GOAL:
Which lines of the entries below contain the string "ground"? Show every such line in full.

☆ ☆ ☆ ☆

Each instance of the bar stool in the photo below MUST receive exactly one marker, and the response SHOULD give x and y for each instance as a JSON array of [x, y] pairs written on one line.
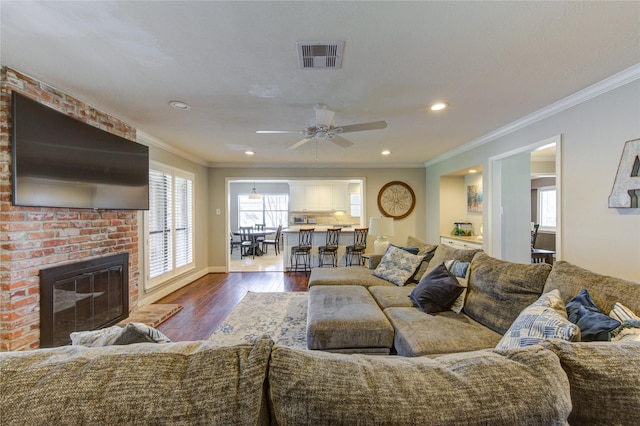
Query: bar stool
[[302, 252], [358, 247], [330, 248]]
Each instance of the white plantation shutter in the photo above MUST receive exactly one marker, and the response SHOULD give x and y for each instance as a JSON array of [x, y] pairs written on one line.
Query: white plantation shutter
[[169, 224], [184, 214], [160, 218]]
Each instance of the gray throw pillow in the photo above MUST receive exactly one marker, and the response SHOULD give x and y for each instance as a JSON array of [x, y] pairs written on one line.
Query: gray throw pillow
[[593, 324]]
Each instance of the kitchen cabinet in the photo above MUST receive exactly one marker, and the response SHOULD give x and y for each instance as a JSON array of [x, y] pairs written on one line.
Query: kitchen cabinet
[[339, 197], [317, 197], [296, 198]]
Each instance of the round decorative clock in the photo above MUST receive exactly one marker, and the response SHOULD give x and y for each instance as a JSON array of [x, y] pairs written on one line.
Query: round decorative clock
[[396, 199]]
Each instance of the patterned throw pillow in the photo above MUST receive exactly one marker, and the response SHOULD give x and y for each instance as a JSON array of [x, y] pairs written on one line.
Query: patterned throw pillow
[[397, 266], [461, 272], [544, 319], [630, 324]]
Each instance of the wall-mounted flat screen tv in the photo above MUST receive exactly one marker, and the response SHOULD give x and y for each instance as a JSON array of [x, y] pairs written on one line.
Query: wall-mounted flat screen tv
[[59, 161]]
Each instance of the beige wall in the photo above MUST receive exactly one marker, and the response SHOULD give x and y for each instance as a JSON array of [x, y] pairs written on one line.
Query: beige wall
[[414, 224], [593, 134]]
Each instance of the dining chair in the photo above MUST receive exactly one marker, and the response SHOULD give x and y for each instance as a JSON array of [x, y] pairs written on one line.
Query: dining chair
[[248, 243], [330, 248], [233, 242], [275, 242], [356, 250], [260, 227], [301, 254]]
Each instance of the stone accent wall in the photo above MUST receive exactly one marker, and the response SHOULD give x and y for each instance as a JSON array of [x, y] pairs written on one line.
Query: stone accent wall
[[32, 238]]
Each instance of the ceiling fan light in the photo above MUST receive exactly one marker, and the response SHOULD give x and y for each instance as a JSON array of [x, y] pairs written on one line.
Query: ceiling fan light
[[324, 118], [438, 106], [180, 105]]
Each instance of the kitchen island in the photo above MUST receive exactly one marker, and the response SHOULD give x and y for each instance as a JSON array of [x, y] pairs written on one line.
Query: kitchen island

☆ ☆ ☆ ☆

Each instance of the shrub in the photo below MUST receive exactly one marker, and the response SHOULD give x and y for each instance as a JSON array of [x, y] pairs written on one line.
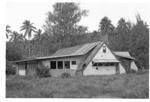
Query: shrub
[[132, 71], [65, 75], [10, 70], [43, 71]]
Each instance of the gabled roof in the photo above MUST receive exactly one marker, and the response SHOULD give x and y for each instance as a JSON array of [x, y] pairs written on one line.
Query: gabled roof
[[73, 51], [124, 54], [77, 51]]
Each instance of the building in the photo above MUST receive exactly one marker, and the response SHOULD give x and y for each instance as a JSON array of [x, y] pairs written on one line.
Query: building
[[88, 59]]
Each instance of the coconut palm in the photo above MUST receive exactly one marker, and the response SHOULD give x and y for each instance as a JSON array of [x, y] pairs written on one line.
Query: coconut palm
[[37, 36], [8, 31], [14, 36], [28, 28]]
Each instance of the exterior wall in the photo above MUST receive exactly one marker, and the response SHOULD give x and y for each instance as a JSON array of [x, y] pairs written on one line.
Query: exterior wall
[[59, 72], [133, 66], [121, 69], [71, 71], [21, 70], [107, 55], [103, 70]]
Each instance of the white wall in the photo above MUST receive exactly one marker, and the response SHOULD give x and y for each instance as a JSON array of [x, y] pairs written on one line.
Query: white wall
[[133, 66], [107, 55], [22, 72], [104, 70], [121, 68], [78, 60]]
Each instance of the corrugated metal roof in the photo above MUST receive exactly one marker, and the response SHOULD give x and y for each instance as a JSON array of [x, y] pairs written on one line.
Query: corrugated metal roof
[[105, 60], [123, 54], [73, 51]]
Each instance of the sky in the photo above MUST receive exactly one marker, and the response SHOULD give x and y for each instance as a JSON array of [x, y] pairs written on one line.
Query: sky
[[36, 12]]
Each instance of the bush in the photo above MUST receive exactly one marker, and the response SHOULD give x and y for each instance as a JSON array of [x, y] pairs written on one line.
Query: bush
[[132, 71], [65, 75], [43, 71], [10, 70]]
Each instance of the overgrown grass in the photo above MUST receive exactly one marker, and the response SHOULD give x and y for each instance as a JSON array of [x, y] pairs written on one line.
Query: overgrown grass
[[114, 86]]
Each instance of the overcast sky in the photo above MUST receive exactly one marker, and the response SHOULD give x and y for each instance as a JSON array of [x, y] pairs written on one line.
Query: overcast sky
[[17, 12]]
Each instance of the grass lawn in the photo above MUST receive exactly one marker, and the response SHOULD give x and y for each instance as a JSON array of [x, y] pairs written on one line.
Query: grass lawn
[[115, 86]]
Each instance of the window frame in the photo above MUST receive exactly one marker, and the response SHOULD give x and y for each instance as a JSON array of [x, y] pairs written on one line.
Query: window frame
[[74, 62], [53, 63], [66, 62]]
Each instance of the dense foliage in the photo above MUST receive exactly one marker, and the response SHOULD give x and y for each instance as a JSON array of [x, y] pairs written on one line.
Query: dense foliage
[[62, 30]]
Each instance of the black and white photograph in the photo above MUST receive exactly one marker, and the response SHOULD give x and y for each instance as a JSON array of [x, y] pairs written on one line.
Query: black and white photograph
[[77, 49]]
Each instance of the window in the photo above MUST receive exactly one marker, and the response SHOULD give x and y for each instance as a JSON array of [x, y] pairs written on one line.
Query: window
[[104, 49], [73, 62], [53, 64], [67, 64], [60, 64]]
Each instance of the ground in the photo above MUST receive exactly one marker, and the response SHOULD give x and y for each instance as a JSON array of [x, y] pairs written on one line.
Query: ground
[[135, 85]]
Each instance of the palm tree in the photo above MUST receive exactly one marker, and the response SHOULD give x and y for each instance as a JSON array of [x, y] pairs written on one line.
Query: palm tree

☆ ☆ ☆ ☆

FINISHED ANSWER:
Each instance of the ground in the photo above MUST receive exactly one marker, and the response SHOULD give x and y for each instance as a JSON array of [x, y] pairs written on one line.
Query: ground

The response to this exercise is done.